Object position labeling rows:
-.-.-

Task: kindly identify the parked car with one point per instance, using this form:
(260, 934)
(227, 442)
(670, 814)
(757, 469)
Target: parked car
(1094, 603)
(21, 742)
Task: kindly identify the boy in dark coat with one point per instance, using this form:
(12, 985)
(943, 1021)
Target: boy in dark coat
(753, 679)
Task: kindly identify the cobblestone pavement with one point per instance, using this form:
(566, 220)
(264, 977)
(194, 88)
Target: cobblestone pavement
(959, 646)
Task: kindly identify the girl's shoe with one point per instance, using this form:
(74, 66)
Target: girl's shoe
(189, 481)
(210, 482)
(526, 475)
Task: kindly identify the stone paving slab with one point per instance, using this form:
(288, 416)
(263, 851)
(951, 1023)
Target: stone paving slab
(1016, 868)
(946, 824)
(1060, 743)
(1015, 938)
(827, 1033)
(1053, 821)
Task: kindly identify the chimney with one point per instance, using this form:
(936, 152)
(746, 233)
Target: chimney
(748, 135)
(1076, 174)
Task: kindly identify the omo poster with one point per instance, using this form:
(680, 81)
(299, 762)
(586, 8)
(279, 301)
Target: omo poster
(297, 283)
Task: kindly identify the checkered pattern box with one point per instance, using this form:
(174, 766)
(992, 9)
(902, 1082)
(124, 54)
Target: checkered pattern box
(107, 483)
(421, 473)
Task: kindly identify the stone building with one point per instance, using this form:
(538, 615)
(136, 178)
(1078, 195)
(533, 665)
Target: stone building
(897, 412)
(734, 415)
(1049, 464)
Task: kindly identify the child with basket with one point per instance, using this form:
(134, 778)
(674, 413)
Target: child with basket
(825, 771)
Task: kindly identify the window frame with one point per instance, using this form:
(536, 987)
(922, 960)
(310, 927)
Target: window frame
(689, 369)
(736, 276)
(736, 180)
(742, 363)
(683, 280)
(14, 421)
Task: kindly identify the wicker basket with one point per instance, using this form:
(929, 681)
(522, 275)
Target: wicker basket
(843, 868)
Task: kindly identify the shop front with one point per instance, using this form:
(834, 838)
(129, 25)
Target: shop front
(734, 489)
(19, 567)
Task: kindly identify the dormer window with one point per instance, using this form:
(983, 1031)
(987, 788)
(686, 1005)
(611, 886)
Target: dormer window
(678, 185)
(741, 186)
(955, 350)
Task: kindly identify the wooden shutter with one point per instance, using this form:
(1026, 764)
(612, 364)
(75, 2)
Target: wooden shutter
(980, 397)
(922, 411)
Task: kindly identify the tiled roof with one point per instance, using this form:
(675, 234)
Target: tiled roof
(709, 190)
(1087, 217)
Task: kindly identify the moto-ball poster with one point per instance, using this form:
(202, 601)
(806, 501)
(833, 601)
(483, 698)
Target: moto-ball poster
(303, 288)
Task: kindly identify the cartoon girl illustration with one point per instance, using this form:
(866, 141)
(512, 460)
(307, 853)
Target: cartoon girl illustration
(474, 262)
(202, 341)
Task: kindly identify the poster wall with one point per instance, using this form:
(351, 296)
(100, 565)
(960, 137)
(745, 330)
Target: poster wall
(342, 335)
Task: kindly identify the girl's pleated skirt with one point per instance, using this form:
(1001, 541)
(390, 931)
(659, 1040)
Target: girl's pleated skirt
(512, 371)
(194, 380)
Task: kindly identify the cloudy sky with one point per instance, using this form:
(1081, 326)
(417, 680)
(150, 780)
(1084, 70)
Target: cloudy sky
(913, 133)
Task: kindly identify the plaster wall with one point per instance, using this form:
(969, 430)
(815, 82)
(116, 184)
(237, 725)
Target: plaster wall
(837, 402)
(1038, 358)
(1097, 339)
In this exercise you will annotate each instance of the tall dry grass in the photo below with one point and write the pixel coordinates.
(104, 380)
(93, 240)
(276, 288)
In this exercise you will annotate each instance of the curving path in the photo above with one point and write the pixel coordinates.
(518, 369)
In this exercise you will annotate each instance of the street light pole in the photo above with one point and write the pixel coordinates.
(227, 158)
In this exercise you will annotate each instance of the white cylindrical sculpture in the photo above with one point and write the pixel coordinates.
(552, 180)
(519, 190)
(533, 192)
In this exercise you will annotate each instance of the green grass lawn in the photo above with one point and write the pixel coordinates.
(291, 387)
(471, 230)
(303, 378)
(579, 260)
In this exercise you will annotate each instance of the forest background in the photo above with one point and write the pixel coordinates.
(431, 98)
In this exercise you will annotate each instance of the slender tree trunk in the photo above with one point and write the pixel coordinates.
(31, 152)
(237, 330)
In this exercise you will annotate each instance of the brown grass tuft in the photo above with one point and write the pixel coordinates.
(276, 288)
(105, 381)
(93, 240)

-.-.-

* TO BE DONE:
Starting at the line that contains "In this exercise you will annotate each instance of the green" and continuing through the last of the rows, both ends included, rewrite every line, requests included, and add -6 to each coordinate in the answers.

* OUTPUT FOR THIS TASK:
In this exercise you will annotate each instance of the green grass lawn in the photo above with one point and write the pixel coordinates.
(285, 381)
(465, 224)
(297, 372)
(573, 254)
In this exercise you will annotate each instance of the forest background in the photo above with one point and write the pixel coordinates.
(425, 92)
In this exercise you will annotate each instance of the slender tree trunk in the photo above with one point and write the pixel coordinates.
(25, 146)
(231, 324)
In this exercise you will annotate each instance of the brown grass tuft in the photo above with one point and write the pixel coordinates.
(270, 282)
(99, 375)
(87, 234)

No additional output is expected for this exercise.